>> Begin Supplied records
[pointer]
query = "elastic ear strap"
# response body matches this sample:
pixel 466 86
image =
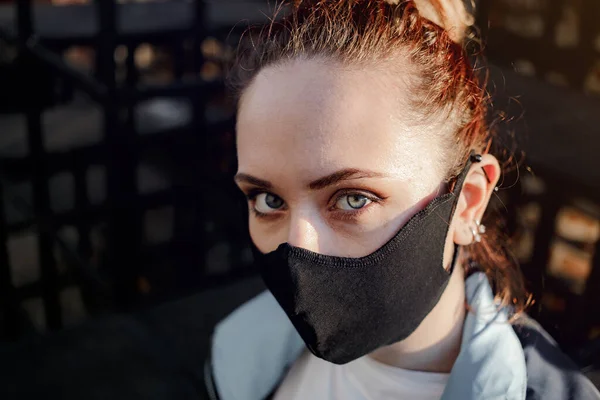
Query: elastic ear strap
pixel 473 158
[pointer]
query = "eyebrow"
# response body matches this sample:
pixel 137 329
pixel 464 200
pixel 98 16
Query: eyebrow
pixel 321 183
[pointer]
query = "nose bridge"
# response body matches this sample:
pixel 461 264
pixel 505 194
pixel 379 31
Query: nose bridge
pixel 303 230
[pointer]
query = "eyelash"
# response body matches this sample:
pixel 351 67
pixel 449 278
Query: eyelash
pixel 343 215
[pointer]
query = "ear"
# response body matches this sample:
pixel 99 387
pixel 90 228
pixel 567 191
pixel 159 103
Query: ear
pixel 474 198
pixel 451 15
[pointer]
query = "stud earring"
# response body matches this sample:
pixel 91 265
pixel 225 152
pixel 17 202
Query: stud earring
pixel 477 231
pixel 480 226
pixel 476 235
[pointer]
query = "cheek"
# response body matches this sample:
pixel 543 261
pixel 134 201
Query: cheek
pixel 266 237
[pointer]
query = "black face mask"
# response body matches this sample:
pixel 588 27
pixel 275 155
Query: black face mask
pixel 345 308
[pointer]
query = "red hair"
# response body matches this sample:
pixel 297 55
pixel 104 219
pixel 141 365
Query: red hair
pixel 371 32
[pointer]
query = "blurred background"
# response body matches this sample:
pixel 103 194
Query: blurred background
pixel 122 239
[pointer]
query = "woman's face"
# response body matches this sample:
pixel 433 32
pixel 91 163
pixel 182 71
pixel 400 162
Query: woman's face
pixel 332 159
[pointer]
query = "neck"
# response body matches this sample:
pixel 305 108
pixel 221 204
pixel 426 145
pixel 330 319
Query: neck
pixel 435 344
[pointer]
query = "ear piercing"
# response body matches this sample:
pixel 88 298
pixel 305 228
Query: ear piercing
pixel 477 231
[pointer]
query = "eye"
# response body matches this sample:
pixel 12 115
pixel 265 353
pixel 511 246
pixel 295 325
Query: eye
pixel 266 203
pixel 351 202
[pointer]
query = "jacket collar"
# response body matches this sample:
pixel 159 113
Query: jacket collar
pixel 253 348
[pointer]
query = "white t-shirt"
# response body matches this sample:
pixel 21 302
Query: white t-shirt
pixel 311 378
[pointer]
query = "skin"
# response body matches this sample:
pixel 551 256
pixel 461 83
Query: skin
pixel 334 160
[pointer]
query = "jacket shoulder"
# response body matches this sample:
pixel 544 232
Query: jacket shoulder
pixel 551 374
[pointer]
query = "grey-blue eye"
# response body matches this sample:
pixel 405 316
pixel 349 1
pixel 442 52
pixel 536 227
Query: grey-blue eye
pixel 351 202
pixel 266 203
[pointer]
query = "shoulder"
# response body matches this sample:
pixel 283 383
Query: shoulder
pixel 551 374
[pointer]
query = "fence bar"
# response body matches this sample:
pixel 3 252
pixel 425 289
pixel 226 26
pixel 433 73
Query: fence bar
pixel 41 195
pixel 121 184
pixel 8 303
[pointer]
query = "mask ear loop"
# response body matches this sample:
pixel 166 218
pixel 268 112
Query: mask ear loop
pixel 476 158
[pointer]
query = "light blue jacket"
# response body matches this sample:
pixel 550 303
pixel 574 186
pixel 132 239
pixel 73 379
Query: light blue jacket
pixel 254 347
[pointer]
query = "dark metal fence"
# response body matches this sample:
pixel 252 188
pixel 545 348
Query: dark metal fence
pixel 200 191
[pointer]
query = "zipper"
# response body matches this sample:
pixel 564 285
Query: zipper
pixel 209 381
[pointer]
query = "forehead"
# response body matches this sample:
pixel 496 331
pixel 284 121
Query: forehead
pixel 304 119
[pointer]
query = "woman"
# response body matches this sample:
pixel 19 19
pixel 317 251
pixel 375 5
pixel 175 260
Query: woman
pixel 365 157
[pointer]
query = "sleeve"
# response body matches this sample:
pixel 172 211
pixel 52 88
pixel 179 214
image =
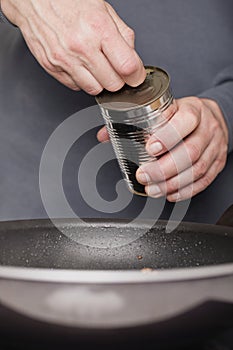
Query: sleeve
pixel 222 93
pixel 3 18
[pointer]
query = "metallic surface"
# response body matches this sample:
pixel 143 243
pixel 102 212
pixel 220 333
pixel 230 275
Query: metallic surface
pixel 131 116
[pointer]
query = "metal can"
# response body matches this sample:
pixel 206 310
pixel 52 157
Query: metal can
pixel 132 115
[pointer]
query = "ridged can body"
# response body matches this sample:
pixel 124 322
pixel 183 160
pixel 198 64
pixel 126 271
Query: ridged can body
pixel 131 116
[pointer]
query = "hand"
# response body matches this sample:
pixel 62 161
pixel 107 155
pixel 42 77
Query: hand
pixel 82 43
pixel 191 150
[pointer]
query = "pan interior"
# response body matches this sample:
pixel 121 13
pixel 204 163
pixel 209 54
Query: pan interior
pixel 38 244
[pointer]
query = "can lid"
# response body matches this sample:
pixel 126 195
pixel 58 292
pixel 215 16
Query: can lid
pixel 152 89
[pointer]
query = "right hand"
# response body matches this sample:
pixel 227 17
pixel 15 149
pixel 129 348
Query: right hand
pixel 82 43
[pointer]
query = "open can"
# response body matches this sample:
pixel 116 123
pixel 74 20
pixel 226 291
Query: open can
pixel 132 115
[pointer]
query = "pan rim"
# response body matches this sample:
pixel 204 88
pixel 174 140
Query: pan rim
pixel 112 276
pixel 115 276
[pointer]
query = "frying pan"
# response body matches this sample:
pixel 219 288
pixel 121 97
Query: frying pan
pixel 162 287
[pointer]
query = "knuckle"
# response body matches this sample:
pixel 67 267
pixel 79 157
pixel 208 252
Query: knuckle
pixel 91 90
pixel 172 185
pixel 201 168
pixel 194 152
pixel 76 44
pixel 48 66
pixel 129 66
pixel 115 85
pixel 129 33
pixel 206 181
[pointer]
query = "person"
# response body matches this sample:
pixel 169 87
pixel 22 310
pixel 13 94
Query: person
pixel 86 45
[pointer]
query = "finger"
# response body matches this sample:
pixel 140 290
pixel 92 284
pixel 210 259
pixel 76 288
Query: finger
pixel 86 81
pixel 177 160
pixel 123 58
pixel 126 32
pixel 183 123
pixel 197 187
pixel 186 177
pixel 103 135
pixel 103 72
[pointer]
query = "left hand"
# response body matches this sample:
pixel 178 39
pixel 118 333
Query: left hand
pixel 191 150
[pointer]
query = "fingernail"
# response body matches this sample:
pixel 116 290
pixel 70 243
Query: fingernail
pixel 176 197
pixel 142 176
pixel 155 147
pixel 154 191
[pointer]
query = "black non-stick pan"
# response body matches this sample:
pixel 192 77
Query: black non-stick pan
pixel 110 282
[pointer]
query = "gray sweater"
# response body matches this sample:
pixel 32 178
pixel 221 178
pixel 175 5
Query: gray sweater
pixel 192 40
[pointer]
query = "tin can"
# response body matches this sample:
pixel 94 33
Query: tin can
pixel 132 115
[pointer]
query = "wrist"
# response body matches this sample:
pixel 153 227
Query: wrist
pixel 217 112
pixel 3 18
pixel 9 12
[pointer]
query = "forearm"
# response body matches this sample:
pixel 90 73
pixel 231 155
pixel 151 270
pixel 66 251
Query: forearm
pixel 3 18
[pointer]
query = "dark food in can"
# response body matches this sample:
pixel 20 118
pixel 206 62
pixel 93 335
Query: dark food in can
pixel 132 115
>> End Supplied records
Stated problem:
Output the records above exactly as they are, leaving out the pictures.

Written solution:
[pointer]
query = "elastic ear strap"
# response body matches this sample:
pixel 466 86
image =
Query: elastic ear strap
pixel 473 158
[pointer]
query = "eyebrow"
# response body matches this sample:
pixel 137 329
pixel 464 200
pixel 98 16
Query: eyebrow
pixel 321 183
[pointer]
query = "nose bridge"
# response body matches this sample:
pixel 461 264
pixel 505 194
pixel 379 31
Query: nose bridge
pixel 303 230
[pointer]
query = "eyelash"
# response body matches this sample:
pixel 351 67
pixel 449 278
Query: eyelash
pixel 343 215
[pointer]
query = "ear"
# response body matches this sample:
pixel 99 387
pixel 90 228
pixel 567 191
pixel 159 103
Query: ear
pixel 474 198
pixel 451 15
[pointer]
query = "stud earring"
# response body matches this sample:
pixel 91 265
pixel 225 152
pixel 17 202
Query: stud earring
pixel 477 231
pixel 480 226
pixel 476 235
[pointer]
query = "cheek"
# response body matches this sample:
pixel 543 261
pixel 134 201
Query: cheek
pixel 266 237
[pointer]
query = "black face mask"
# response body matches this sample:
pixel 588 27
pixel 275 155
Query: black face mask
pixel 345 308
[pointer]
query = "red hair"
# response body matches this sample:
pixel 297 55
pixel 104 219
pixel 141 365
Query: red hair
pixel 371 32
[pointer]
query = "blurred background"
# response body matches this sample:
pixel 103 194
Query: blurred background
pixel 122 239
[pointer]
query = "woman's face"
# response body matches this sample:
pixel 433 32
pixel 91 163
pixel 182 71
pixel 400 162
Query: woman's face
pixel 332 159
[pointer]
query = "neck"
# response body matches this sample:
pixel 305 108
pixel 221 204
pixel 426 145
pixel 330 319
Query: neck
pixel 435 344
[pointer]
query = "ear piercing"
# response body matches this sample:
pixel 88 298
pixel 305 228
Query: ear piercing
pixel 477 231
[pointer]
query = "eye"
# response body matches this sample:
pixel 12 115
pixel 265 353
pixel 511 246
pixel 295 325
Query: eye
pixel 266 203
pixel 351 202
[pointer]
query = "jacket collar"
# response body matches this sample:
pixel 159 113
Query: jacket collar
pixel 253 348
[pointer]
query = "white t-shirt"
# response body matches this sample:
pixel 21 302
Query: white t-shirt
pixel 311 378
[pointer]
query = "skin"
# response body matches this sample:
pixel 551 256
pixel 461 83
Query: skin
pixel 334 160
[pointer]
query = "jacket shoulder"
# response body matches this sample:
pixel 544 232
Query: jacket shoulder
pixel 551 374
[pointer]
query = "grey-blue eye"
# response body matches this sample:
pixel 405 316
pixel 349 1
pixel 442 52
pixel 536 227
Query: grey-blue eye
pixel 351 202
pixel 266 203
[pointer]
query = "shoulder"
# response body matches this sample:
pixel 283 383
Query: shoulder
pixel 551 374
[pointer]
query = "fence bar"
# response body matches this sample:
pixel 3 252
pixel 425 289
pixel 226 26
pixel 433 73
Query: fence bar
pixel 41 195
pixel 121 184
pixel 8 303
[pointer]
query = "mask ear loop"
# response body matches this sample:
pixel 166 218
pixel 268 112
Query: mask ear loop
pixel 476 158
[pointer]
query = "light blue jacket"
# response body matches this sample:
pixel 550 303
pixel 574 186
pixel 132 239
pixel 73 379
Query: light blue jacket
pixel 254 347
[pointer]
query = "dark metal fence"
# response body matches this sample:
pixel 252 188
pixel 545 348
Query: dark metal fence
pixel 200 191
[pointer]
query = "zipper"
# response body matches this sample:
pixel 564 285
Query: zipper
pixel 209 381
[pointer]
query = "forehead"
# response body matches this sample:
pixel 496 331
pixel 284 121
Query: forehead
pixel 304 119
[pointer]
query = "woman"
# response body matches this sample:
pixel 19 19
pixel 317 251
pixel 375 5
pixel 175 260
Query: woman
pixel 365 157
[pointer]
query = "sleeve"
# response body matches this sample:
pixel 172 211
pixel 52 88
pixel 179 214
image =
Query: sleeve
pixel 222 93
pixel 3 18
[pointer]
query = "metallic surface"
# response body matches this sample:
pixel 143 243
pixel 102 212
pixel 220 333
pixel 230 275
Query: metallic surface
pixel 131 116
[pointer]
query = "metal can"
# response body matches this sample:
pixel 206 310
pixel 52 157
Query: metal can
pixel 132 115
[pointer]
query = "ridged can body"
# response body matches this sample:
pixel 124 322
pixel 183 160
pixel 198 64
pixel 126 271
Query: ridged can body
pixel 131 116
[pointer]
query = "hand"
# response body matches this sample:
pixel 62 161
pixel 107 155
pixel 42 77
Query: hand
pixel 82 43
pixel 191 150
[pointer]
query = "pan interior"
# response body matches this sample:
pixel 121 13
pixel 204 163
pixel 209 54
Query: pan interior
pixel 38 244
[pointer]
query = "can lid"
# response body matches this sample:
pixel 126 195
pixel 58 292
pixel 215 16
Query: can lid
pixel 152 89
[pointer]
query = "right hand"
# response body matches this sample:
pixel 227 17
pixel 15 149
pixel 129 348
Query: right hand
pixel 82 43
[pointer]
query = "open can"
# response body matches this sample:
pixel 116 123
pixel 74 20
pixel 226 291
Query: open can
pixel 132 115
[pointer]
query = "pan rim"
# response body matches this sample:
pixel 204 88
pixel 174 140
Query: pan rim
pixel 112 276
pixel 115 276
[pointer]
query = "frying pan"
# response body matches this sample:
pixel 219 288
pixel 121 97
Query: frying pan
pixel 162 287
[pointer]
query = "knuckle"
# response body matches this sample:
pixel 67 267
pixel 79 157
pixel 208 252
Query: knuckle
pixel 91 90
pixel 172 185
pixel 201 168
pixel 194 152
pixel 76 44
pixel 48 66
pixel 129 66
pixel 115 85
pixel 129 33
pixel 206 181
[pointer]
query = "person"
# response body matches this sample:
pixel 169 87
pixel 22 310
pixel 13 94
Query: person
pixel 86 45
[pointer]
query = "finger"
# response body matches this sample:
pixel 140 290
pixel 92 284
pixel 210 259
pixel 76 288
Query: finger
pixel 86 81
pixel 177 160
pixel 123 58
pixel 126 32
pixel 183 123
pixel 197 187
pixel 186 177
pixel 103 135
pixel 103 72
[pointer]
query = "left hand"
# response body matches this sample:
pixel 178 39
pixel 118 333
Query: left hand
pixel 191 150
[pointer]
query = "fingernail"
# response body matches this sample:
pixel 116 290
pixel 70 243
Query: fingernail
pixel 176 197
pixel 142 176
pixel 155 147
pixel 154 191
[pointer]
query = "black non-stick pan"
# response body matches this sample:
pixel 192 77
Query: black non-stick pan
pixel 110 282
[pointer]
query = "gray sweater"
# response body matches this sample:
pixel 32 178
pixel 221 178
pixel 175 5
Query: gray sweater
pixel 192 40
[pointer]
query = "tin can"
# response body matches this sample:
pixel 94 33
Query: tin can
pixel 132 115
[pointer]
query = "wrist"
# response body matches this sample:
pixel 153 227
Query: wrist
pixel 217 112
pixel 3 18
pixel 9 12
[pointer]
query = "forearm"
# response body matches this sample:
pixel 90 73
pixel 231 155
pixel 151 270
pixel 66 251
Query: forearm
pixel 3 18
[pointer]
query = "dark food in can"
# response body matches this sample:
pixel 20 118
pixel 206 62
pixel 93 335
Query: dark food in can
pixel 132 115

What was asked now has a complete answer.